● Stated problem:
Substitute "Output" for "Results" in the stretch from the line containing "Return one point per instance of the woman, written" through the line containing "x=506, y=306", and return only those lines with nothing else altered.

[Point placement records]
--- --- ---

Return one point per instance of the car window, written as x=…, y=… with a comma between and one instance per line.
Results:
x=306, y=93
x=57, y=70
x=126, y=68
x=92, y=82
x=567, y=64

--- --- ---

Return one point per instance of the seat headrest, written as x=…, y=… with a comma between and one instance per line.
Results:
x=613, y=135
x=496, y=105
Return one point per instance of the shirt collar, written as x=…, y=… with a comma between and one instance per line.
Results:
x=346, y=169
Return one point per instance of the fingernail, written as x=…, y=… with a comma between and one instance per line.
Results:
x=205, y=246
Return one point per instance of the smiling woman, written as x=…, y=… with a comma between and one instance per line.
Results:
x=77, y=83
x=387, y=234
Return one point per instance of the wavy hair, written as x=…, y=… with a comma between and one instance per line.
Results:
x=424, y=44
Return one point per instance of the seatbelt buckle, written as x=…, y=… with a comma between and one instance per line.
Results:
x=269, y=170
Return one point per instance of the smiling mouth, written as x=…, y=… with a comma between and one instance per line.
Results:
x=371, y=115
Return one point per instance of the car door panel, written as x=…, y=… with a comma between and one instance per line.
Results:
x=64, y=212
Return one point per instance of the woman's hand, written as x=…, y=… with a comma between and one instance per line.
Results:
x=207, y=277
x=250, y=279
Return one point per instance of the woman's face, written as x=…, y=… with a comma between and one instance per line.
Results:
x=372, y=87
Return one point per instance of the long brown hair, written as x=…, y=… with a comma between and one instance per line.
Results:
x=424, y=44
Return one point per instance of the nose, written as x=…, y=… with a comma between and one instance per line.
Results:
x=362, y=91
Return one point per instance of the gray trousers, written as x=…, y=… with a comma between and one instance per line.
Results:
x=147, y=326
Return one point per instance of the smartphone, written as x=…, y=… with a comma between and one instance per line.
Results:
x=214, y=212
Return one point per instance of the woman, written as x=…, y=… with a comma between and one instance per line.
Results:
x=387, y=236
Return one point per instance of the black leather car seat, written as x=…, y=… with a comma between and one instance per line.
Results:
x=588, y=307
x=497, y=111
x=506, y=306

--- --- ---

● Finished exercise:
Return one point per instance of the woman, written as x=…, y=… with a comma between and one instance per line.
Output:
x=387, y=236
Return one point per instance of the black leather car seat, written as x=…, y=… with a comma between and one instance per line.
Output:
x=588, y=307
x=497, y=111
x=506, y=306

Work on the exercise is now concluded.